» Text to read
· · · · ·

# Local Rheology Relation with Variable Yield Stress Ratio across Dry,   Wet, Dense, and Dilute Granular Flows

**Authors:** Thomas P\"ahtz, Orencio Dur\'an, David N. de Klerk, Indresan Govender,, Martin Trulsson

arXiv: 1901.04692 · 2019-09-17

## TL;DR

This study uses extensive simulations to unify the rheology of various granular flows, revealing a common scaling law that breaks down near flow thresholds, leading to a variable yield stress ratio.

## Contribution

It introduces a generalized rheology relation that applies across dry, wet, dense, and dilute granular flows, accounting for variable yield stress ratios.

## Key findings

- Mohr-Coulomb friction coefficient scales with the square root of Péclet number in most conditions.
- Scaling breaks down at low Péclet number and high temperature gradients, indicating a variable yield stress ratio.
- The results unify diverse granular flow behaviors under a common rheological framework.

· · · · ·

» Things to do
1 - Name every kind of granular flow that the granular rheology summary says its relation covers.
2 - Carry on the granular rheology summary after its last key finding.

» Extracted data
· · · · ·

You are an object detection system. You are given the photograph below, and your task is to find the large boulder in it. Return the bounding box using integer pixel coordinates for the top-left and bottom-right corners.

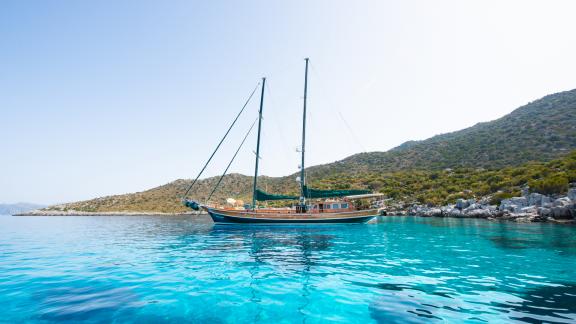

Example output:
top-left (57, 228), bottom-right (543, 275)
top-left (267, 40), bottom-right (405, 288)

top-left (456, 198), bottom-right (470, 210)
top-left (463, 208), bottom-right (494, 218)
top-left (538, 207), bottom-right (552, 218)
top-left (526, 192), bottom-right (550, 206)
top-left (446, 208), bottom-right (462, 217)
top-left (552, 197), bottom-right (572, 207)
top-left (550, 206), bottom-right (574, 219)
top-left (499, 197), bottom-right (528, 213)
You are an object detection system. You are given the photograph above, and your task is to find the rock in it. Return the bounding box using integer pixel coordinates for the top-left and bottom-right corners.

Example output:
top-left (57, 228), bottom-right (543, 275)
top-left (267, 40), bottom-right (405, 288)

top-left (446, 208), bottom-right (462, 217)
top-left (464, 209), bottom-right (492, 218)
top-left (550, 204), bottom-right (576, 219)
top-left (499, 197), bottom-right (528, 213)
top-left (526, 192), bottom-right (550, 206)
top-left (552, 197), bottom-right (572, 207)
top-left (520, 206), bottom-right (538, 214)
top-left (538, 207), bottom-right (552, 218)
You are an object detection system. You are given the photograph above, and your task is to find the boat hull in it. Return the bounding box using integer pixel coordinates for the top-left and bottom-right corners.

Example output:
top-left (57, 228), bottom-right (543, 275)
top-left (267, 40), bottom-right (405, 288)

top-left (206, 208), bottom-right (378, 224)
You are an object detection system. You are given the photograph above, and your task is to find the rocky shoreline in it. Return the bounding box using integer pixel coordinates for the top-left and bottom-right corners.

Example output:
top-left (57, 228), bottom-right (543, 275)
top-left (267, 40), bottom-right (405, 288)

top-left (383, 188), bottom-right (576, 223)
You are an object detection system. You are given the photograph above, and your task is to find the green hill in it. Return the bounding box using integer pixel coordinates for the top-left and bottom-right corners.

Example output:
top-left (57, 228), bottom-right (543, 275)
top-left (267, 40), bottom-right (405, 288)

top-left (51, 90), bottom-right (576, 212)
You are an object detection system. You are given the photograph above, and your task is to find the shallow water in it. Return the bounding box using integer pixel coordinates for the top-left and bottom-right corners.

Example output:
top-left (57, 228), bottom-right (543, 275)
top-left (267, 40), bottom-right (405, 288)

top-left (0, 216), bottom-right (576, 323)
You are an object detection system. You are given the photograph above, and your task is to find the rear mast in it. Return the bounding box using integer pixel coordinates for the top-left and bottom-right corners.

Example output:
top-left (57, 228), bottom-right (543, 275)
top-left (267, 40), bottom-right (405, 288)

top-left (252, 78), bottom-right (266, 210)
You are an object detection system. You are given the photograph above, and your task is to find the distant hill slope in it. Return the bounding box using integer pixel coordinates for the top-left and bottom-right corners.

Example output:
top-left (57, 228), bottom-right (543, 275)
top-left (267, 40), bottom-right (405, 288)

top-left (0, 203), bottom-right (46, 215)
top-left (309, 89), bottom-right (576, 176)
top-left (46, 90), bottom-right (576, 212)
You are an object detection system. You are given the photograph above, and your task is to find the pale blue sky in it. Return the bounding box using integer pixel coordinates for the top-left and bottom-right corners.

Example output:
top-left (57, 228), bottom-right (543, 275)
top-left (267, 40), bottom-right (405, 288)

top-left (0, 0), bottom-right (576, 203)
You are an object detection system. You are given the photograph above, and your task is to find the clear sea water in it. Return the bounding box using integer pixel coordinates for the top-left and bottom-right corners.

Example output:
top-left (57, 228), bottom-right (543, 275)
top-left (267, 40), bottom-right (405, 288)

top-left (0, 216), bottom-right (576, 323)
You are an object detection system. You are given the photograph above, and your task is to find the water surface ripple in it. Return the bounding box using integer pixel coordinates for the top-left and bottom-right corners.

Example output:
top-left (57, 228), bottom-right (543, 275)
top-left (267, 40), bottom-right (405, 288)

top-left (0, 216), bottom-right (576, 323)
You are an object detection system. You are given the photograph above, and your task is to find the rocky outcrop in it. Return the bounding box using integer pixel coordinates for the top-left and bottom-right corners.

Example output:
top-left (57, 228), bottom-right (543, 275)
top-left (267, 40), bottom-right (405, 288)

top-left (407, 188), bottom-right (576, 222)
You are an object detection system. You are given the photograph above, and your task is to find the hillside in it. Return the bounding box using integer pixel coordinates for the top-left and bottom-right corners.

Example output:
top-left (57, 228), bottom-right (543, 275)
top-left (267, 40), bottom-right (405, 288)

top-left (309, 89), bottom-right (576, 176)
top-left (0, 203), bottom-right (45, 215)
top-left (46, 90), bottom-right (576, 212)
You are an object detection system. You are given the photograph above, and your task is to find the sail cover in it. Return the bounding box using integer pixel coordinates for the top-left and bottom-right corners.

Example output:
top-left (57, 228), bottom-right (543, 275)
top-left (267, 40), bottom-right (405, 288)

top-left (256, 186), bottom-right (370, 201)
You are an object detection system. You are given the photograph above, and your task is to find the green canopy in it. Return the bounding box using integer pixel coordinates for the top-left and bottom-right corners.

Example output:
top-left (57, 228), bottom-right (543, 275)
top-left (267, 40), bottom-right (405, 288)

top-left (256, 186), bottom-right (370, 201)
top-left (304, 186), bottom-right (370, 198)
top-left (256, 189), bottom-right (298, 201)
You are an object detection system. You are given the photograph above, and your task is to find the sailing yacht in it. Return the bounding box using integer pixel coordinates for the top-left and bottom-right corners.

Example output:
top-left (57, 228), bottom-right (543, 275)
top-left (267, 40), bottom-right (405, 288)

top-left (182, 58), bottom-right (382, 224)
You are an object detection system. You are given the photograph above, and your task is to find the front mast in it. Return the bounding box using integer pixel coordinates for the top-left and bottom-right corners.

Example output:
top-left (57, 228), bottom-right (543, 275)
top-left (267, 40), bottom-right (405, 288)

top-left (252, 78), bottom-right (266, 210)
top-left (300, 58), bottom-right (309, 213)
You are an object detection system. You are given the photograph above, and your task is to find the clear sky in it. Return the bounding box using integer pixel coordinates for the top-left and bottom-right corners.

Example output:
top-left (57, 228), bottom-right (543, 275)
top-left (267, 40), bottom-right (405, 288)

top-left (0, 0), bottom-right (576, 203)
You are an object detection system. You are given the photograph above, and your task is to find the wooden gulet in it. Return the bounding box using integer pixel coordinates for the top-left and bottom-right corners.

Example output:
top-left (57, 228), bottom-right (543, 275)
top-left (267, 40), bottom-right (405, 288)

top-left (182, 58), bottom-right (382, 224)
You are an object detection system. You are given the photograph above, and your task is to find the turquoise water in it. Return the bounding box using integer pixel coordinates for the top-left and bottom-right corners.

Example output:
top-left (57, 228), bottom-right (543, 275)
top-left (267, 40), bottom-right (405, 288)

top-left (0, 216), bottom-right (576, 323)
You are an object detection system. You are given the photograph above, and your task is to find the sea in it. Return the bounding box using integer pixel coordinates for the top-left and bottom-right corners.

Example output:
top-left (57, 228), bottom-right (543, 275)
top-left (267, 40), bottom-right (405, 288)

top-left (0, 216), bottom-right (576, 323)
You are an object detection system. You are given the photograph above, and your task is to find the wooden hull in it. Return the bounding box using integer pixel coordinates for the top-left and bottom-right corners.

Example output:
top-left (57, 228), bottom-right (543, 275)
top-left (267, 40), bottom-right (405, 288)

top-left (206, 208), bottom-right (378, 224)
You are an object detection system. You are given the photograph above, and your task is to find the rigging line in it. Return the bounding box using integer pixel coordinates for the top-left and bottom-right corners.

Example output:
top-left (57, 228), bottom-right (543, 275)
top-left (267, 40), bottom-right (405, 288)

top-left (206, 118), bottom-right (258, 202)
top-left (266, 83), bottom-right (290, 160)
top-left (310, 64), bottom-right (367, 152)
top-left (182, 82), bottom-right (260, 199)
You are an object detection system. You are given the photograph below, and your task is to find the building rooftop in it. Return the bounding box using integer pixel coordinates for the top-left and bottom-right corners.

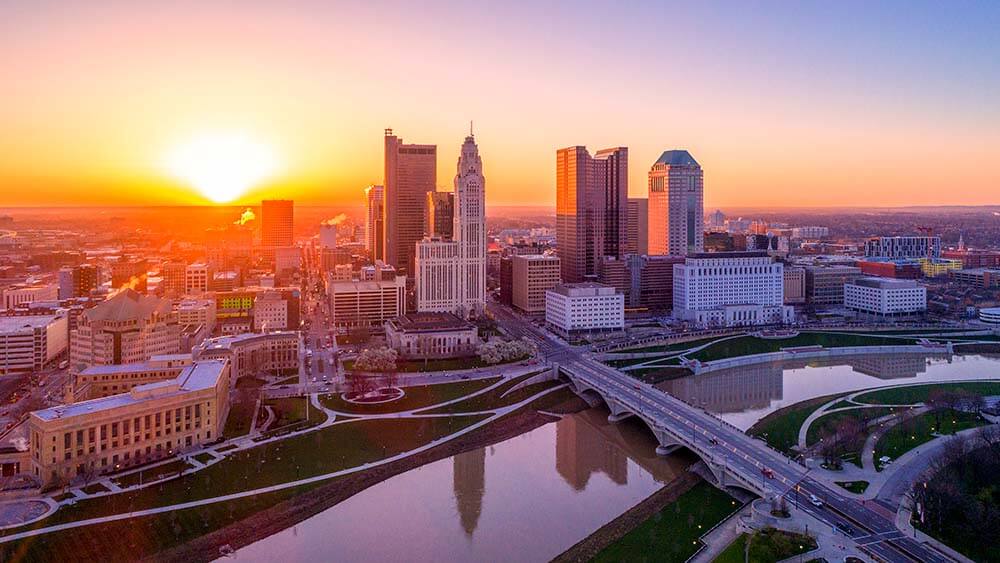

· · · · ·

» Task results
1 - Dry, wet, dense, and dilute.

2 -
## Abstract

Dry, wet, dense, and dilute granular flows have been previously considered fundamentally different and thus described by distinct, and in many cases incompatible, rheologies. We carry out extensive simulations of granular flows, including wet and dry conditions, various geometries and driving mechanisms (boundary driven, fluid driven, and gravity driven), many of which are not captured by standard rheology models. For all simulated conditions, except for fluid-driven and gravity-driven flows close to the flow threshold, we find that the Mohr-Coulomb friction coefficient $\mu$ scales with the square root of the local P\'eclet number $\mathrm{Pe}$ provided that the particle diameter exceeds the particle mean free path. With decreasing $\mathrm{Pe}$ and granular temperature gradient $M$, this general scaling breaks down, leading to a yield condition with a variable yield stress ratio characterized by $M$.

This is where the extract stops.